OBJECTIVE = In the records below, find the line containing "If you could mark the reddish"; give it again exactly, along with every line that follows, and nothing else.

------ RECORDS SHOWN ------

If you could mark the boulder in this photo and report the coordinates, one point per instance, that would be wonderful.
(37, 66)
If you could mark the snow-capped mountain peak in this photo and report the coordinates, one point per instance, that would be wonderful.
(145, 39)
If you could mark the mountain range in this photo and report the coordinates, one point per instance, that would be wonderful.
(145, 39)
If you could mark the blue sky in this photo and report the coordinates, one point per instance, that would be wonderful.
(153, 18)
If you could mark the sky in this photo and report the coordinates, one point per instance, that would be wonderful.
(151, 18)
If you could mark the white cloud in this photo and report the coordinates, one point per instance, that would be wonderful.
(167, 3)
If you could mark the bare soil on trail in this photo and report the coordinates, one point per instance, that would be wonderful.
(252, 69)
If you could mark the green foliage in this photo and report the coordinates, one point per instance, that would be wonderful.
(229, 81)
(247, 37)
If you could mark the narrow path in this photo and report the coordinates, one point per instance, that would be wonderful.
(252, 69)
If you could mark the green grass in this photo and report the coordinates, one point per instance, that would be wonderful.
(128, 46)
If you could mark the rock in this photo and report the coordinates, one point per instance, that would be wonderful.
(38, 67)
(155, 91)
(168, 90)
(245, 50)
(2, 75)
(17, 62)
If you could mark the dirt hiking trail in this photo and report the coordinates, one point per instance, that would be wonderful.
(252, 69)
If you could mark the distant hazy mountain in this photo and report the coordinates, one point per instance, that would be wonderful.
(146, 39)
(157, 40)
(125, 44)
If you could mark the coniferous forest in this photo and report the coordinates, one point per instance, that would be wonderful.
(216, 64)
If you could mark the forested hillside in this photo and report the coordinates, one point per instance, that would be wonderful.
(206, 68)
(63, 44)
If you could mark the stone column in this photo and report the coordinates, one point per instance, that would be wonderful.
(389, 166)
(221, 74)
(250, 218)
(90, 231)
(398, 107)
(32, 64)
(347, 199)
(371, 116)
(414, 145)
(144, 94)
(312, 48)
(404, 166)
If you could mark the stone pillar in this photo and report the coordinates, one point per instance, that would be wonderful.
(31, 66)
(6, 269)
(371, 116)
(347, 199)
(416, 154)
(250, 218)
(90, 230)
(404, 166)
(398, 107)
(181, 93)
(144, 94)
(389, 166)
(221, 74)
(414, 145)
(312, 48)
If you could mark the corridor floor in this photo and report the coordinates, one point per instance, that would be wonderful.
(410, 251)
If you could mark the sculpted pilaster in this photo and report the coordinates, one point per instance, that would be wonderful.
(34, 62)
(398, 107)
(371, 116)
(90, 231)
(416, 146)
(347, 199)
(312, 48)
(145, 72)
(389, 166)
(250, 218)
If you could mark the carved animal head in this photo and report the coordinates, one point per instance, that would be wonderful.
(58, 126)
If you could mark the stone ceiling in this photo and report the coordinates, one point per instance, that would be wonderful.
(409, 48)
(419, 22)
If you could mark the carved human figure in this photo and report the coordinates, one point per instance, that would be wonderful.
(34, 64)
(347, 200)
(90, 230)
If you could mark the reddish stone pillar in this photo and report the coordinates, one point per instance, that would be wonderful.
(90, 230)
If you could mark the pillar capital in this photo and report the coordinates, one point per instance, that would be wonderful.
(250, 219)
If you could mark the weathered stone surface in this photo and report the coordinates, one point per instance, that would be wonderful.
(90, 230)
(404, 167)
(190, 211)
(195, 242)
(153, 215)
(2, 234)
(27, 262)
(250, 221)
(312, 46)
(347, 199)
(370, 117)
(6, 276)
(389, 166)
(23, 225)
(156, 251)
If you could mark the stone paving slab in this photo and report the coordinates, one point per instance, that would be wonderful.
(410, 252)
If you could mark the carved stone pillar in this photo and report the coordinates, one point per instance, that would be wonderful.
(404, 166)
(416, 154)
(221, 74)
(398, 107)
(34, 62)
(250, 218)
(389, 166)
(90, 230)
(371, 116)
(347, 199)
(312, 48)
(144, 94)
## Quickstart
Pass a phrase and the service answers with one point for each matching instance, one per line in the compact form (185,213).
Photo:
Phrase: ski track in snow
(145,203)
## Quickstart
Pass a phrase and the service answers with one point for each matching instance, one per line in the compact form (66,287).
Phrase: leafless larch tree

------

PROBLEM SOLUTION =
If you could mark the reddish stone pillar in this photo and report the coordinates, one point per instance, that would be wonderful.
(90, 230)
If you could mark the pillar capital in this photo and report the coordinates, one point per instance, that would be wonderful.
(250, 219)
If you could mark the weathered stone surface in this photo and report the coordinates, one point per instance, that would be wonderful.
(90, 230)
(404, 167)
(190, 211)
(195, 242)
(153, 215)
(2, 234)
(27, 262)
(250, 221)
(312, 46)
(347, 199)
(370, 117)
(6, 276)
(389, 166)
(23, 225)
(156, 251)
If you could mark the stone paving slab in this photo and report the coordinates, one point per instance, that would be wonderful.
(410, 252)
If you could mark the carved stone pillar in this photo and report the coordinates, one point per instance, that would be wonderful.
(404, 166)
(416, 154)
(221, 74)
(398, 107)
(34, 62)
(250, 218)
(389, 166)
(90, 230)
(371, 116)
(347, 199)
(312, 48)
(144, 94)
## Quickstart
Pass a phrase and the service answers with one point for each matching instance, one per line in the compact form (185,213).
Photo:
Phrase: ski track in snow
(145,203)
## Quickstart
Pass a phrase and the service answers with one point for each matching instance, one per line in the compact form (66,287).
Phrase: leafless larch tree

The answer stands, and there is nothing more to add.